** start Text provided **

Cora uses precision shredding and advanced sensors to recover material at rates Apple says are significantly above industry baselines. A.R.I.S. helps recyclers identify and sort scrap more accurately.

In plain English, Apple is trying to improve the back end of the electronics cycle. That matters because recycled content targets only work if companies can actually recover useful material from products at the end of life.

Process diagram showing Apple Cora and A.R.I.S. recycling systems sorting electronic waste

Renewable energy and supply-chain progress in 2025

Apple tied the recycled-content update to broader environmental progress in 2025.

Here are the main numbers:

  • Direct suppliers procured more than 20 gigawatts of renewable energy in 2025
  • That generated more than 38 million megawatt-hours of electricity
  • Apple says that is enough to power more than 3.4 million U.S. households for a year
  • Apple’s own offices, retail stores, and data centers added 1.8 gigawatts of renewable energy
  • Apple says its operations run on 100% renewable electricity

Another notable point from reporting around the Environmental Progress Report is that Apple said its 2025 greenhouse gas emissions were more than 60% below 2015 levels.

This is important context. Recycled material is one lever. Clean electricity is another. If you want to understand whether Project 2030 is credible, you have to look at both.

Water and waste: the less flashy part of sustainability

Water and waste usually get less attention than carbon, but they matter just as much in manufacturing.

Apple reported that in 2025:

  • Apple and its suppliers saved 17 billion gallons of fresh water
  • The company replenished 800 million gallons of water
  • Contracted water projects replenished more than half the water withdrawn for global offices, data centers, and retail stores
  • All eight Apple-owned data centers are certified to the Alliance for Water Stewardship standard
  • Apple reached a 75% waste diversion rate in 2025
  • More than 600,000 metric tons of waste were diverted from landfills across the supply chain
  • 400 supplier facilities participated in waste diversion efforts

Apple also said all products continue to ship from final assembly sites that maintain zero waste to landfill operations.

One small detail I liked here: Apple Fifth Avenue became the first retail store in the company to earn TRUE Zero Waste Certification, which requires diverting more than 90% of waste from landfills. That makes the story feel less abstract.

MacBook Neo shows what Apple wants future products to look like

Apple used the MacBook Neo as its showcase example for where this is heading.

According to Apple, the MacBook Neo launched in 2026 as its lowest-carbon MacBook and includes:

  • 60% recycled content overall
  • 100% recycled cobalt in the battery
  • 100% recycled rare earth elements in magnets
  • An enclosure process that uses half the raw material of traditional machining
  • A new anodization method with a 70% water-reuse rate in a closed-loop system

That is useful because big percentage claims can feel distant. A real product makes the strategy easier to understand. Apple seems to be saying that the future of its lineup will combine recycled inputs, lower-impact manufacturing, and cleaner energy all at once.

** end Text provided **

● **Aim 1**
Reproduce, word for word, the part of the article on Apple's environmental progress that begins with the words "Another notable point" and ends with "much in manufacturing.".

** start Given data **

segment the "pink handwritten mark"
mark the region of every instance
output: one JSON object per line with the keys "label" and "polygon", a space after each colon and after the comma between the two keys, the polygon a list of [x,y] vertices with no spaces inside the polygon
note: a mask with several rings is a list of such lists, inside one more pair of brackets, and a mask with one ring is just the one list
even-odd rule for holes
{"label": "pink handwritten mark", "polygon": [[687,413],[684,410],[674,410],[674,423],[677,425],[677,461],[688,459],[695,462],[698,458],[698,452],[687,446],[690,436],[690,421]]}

** end Given data **
** start Given data **

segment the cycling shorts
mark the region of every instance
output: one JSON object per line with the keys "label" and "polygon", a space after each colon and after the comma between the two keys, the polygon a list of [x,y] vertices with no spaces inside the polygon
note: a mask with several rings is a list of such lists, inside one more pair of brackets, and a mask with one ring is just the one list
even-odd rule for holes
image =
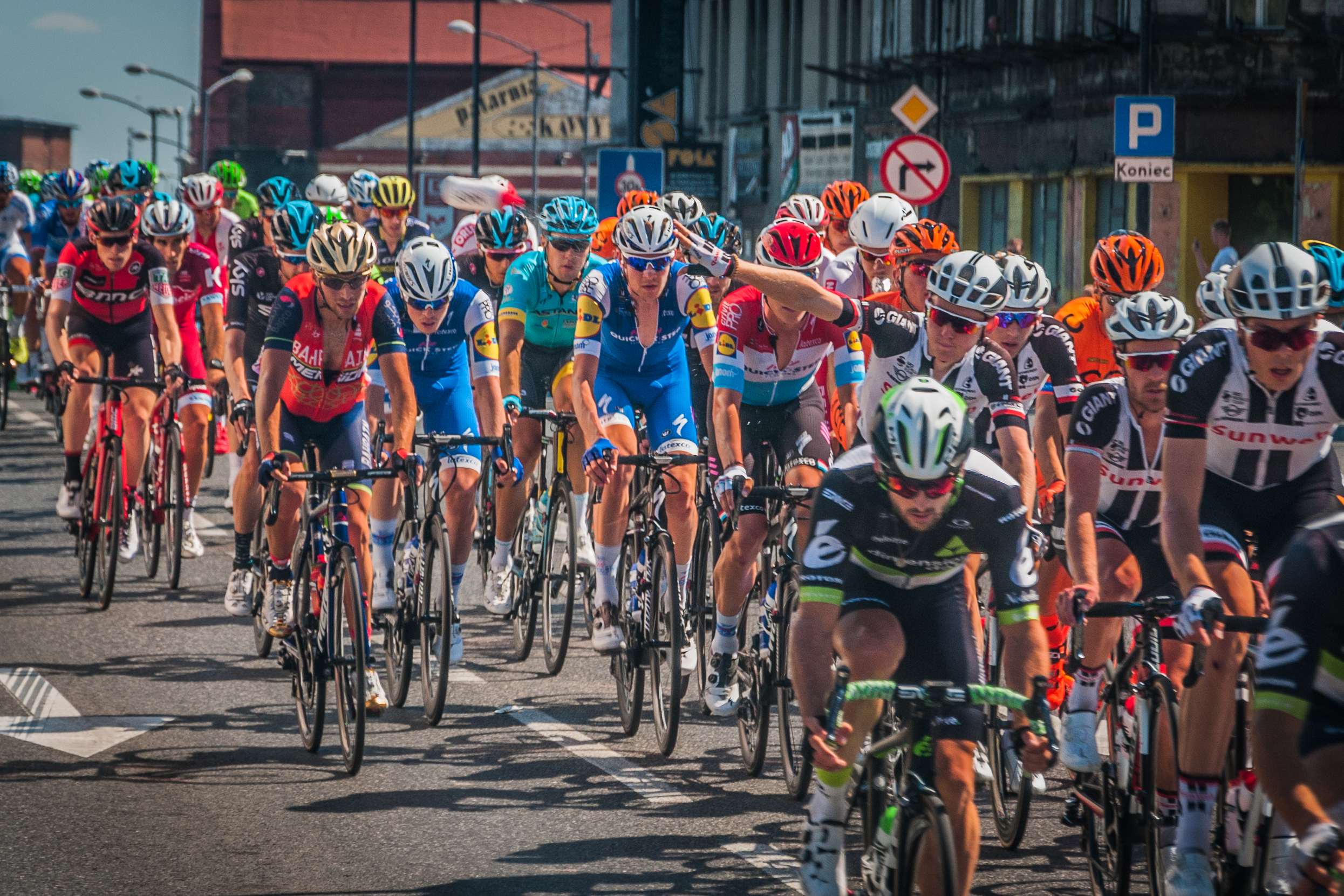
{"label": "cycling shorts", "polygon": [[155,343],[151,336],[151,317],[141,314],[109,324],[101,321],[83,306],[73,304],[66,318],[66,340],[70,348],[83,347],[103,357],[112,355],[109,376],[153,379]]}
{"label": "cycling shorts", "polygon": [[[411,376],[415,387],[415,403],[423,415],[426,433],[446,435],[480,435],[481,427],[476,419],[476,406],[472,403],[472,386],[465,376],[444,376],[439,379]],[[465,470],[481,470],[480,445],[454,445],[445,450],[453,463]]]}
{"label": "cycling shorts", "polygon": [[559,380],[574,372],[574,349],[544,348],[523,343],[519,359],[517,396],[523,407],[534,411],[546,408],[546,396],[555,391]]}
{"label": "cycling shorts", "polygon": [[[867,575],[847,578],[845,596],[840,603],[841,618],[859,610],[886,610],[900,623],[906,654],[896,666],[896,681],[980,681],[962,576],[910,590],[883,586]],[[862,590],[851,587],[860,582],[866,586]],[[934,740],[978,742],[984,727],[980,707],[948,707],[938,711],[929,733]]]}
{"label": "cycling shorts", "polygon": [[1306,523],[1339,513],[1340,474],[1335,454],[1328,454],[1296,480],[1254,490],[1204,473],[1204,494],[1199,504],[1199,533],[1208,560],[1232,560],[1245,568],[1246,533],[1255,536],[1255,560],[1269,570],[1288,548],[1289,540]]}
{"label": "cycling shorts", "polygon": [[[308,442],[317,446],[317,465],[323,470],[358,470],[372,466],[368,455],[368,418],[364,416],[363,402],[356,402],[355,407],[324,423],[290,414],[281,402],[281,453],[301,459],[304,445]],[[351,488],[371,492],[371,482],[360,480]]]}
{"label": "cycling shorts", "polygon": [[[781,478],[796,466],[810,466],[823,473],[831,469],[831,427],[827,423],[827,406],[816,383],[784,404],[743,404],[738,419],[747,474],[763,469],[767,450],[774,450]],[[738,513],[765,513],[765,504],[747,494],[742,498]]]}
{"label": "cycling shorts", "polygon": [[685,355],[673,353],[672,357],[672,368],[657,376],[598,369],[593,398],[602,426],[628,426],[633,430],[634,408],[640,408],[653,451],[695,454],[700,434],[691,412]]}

** end Given data **
** start Given data **

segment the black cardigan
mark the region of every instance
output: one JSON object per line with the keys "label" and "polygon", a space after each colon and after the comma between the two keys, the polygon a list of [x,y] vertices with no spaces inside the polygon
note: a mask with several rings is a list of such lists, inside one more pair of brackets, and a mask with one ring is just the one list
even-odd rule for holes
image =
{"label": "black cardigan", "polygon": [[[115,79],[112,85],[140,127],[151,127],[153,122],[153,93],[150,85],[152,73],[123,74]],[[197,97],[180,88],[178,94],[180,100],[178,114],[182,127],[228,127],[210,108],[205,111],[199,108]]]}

** end Given data **

● **Aim 2**
List every line of the records that contains the string "segment", matching case exactly.

● **Exercise solution 1**
Another notable point from reporting around the Environmental Progress Report is that Apple said its 2025 greenhouse gas emissions were more than 60% below 2015 levels.

This is important context. Recycled material is one lever. Clean electricity is another. If you want to understand whether Project 2030 is credible, you have to look at both.

Water and waste: the less flashy part of sustainability

Water and waste usually get less attention than carbon, but they matter just as much in manufacturing.

● **Exercise solution 2**
segment the "pink handwritten mark"
segment the cycling shorts
segment the black cardigan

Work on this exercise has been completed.